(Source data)
↓
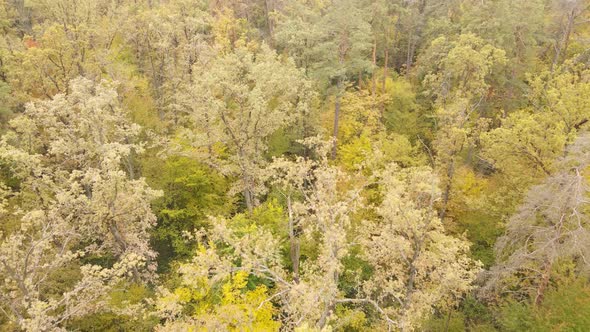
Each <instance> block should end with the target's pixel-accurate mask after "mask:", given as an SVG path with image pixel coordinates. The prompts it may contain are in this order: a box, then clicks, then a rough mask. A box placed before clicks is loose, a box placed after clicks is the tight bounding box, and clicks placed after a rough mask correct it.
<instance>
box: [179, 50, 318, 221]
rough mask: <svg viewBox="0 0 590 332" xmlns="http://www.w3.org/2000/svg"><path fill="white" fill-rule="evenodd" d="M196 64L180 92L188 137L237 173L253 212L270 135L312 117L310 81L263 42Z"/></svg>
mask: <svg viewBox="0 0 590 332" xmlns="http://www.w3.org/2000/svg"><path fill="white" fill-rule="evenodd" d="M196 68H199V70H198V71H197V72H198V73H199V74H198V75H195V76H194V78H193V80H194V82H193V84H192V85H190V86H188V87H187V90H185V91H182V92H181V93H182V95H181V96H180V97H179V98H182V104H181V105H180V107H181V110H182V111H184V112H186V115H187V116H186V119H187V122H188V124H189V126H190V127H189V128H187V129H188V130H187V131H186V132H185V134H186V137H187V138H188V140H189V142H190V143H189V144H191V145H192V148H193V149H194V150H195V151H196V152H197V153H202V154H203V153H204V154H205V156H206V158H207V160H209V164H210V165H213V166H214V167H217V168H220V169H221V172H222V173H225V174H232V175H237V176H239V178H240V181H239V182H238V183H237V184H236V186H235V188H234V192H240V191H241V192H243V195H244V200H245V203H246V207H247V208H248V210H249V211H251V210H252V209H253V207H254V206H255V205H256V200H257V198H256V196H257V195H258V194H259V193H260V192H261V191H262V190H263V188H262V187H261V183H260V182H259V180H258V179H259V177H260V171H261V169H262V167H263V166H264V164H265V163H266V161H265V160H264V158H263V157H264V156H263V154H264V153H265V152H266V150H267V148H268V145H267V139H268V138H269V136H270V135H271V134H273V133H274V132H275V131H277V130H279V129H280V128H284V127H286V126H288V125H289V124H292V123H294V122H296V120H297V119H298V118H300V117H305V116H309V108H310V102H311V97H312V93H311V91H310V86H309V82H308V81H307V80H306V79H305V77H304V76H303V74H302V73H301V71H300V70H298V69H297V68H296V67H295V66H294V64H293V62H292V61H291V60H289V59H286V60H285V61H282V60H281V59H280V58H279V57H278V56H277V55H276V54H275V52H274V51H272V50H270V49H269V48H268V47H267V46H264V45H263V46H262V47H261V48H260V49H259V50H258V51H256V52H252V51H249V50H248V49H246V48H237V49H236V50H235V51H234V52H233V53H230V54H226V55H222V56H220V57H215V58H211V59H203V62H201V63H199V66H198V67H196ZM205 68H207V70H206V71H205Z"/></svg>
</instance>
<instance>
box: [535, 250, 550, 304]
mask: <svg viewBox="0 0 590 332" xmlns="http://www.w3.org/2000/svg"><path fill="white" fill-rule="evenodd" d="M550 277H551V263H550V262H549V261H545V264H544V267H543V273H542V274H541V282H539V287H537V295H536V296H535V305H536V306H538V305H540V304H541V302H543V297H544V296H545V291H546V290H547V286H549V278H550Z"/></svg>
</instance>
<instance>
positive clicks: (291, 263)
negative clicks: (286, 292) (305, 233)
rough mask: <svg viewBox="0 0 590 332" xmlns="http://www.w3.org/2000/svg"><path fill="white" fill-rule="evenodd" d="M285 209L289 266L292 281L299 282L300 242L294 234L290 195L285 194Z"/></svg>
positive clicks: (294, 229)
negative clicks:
↑
◆ EXERCISE AIM ◆
Can you write out all of the entries above word for word, leaving out the pictures?

◆ ANSWER SECTION ◆
Each <instance> block should end with the target's pixel-accurate mask after "mask:", given as an SVG path with image pixel coordinates. The prompts it may contain are in this order: a box, then clicks, then a rough mask. A box placed before clicks is loose, a box placed after clicks is the tight bounding box, and clicks placed after a rough mask correct it.
<instance>
box: [179, 50, 318, 221]
rough mask: <svg viewBox="0 0 590 332" xmlns="http://www.w3.org/2000/svg"><path fill="white" fill-rule="evenodd" d="M196 64L180 92L188 137L237 173L253 212L270 135L312 117L310 81L263 42Z"/></svg>
mask: <svg viewBox="0 0 590 332" xmlns="http://www.w3.org/2000/svg"><path fill="white" fill-rule="evenodd" d="M196 68H199V70H198V71H197V72H198V73H199V74H198V75H195V76H194V78H193V80H194V82H193V84H192V85H190V86H188V87H187V90H185V91H182V92H181V93H182V95H181V96H180V97H179V98H182V104H181V105H180V107H181V110H182V111H184V112H186V115H187V116H186V119H187V122H188V124H189V126H190V127H189V128H187V129H188V130H187V131H186V132H185V134H186V137H187V138H188V140H189V142H190V143H189V144H191V145H192V148H193V149H194V150H195V151H196V152H197V153H202V154H203V153H204V154H205V156H206V158H207V160H209V164H210V165H213V166H214V167H217V168H220V169H221V172H222V173H225V174H232V175H237V176H239V178H240V181H239V182H238V183H237V184H236V186H235V188H234V192H240V191H241V192H243V195H244V200H245V203H246V207H247V208H248V210H249V211H251V210H252V209H253V207H254V206H255V205H256V200H257V198H256V196H257V195H258V194H259V193H260V192H261V191H262V190H263V188H262V187H261V183H260V182H259V180H258V179H259V177H260V171H261V169H262V167H263V166H264V164H265V163H266V161H265V160H264V158H263V157H264V156H263V154H264V153H265V152H266V150H267V148H268V145H267V139H268V138H269V136H270V135H271V134H273V133H274V132H275V131H277V130H279V129H280V128H284V127H286V126H288V125H289V124H292V123H294V122H296V120H297V119H298V118H300V117H305V116H309V108H310V102H311V97H312V93H311V91H310V86H309V82H308V81H307V80H306V79H305V77H304V76H303V74H302V73H301V71H300V70H298V69H297V68H296V67H295V66H294V64H293V62H292V61H291V60H289V59H286V60H285V61H282V60H281V59H280V58H279V57H278V56H277V55H276V54H275V52H274V51H272V50H270V49H269V48H268V47H267V46H264V45H263V46H262V47H261V48H260V49H259V50H258V51H256V52H252V51H249V50H248V49H246V48H237V49H236V50H235V51H234V52H233V53H230V54H226V55H222V56H220V57H215V58H211V59H203V62H201V63H199V66H198V67H196ZM205 68H207V70H206V71H205Z"/></svg>
</instance>
<instance>
box: [535, 250, 550, 304]
mask: <svg viewBox="0 0 590 332" xmlns="http://www.w3.org/2000/svg"><path fill="white" fill-rule="evenodd" d="M550 277H551V263H550V262H549V261H545V264H544V267H543V273H542V274H541V282H539V287H537V295H536V296H535V305H536V306H538V305H540V304H541V302H543V297H544V296H545V291H546V290H547V286H549V278H550Z"/></svg>
</instance>
<instance>
positive clicks: (291, 263)
negative clicks: (286, 292) (305, 233)
rough mask: <svg viewBox="0 0 590 332" xmlns="http://www.w3.org/2000/svg"><path fill="white" fill-rule="evenodd" d="M285 209L289 266L292 281L299 282L300 242L294 234L290 195L285 194Z"/></svg>
positive clicks: (294, 229)
negative clicks:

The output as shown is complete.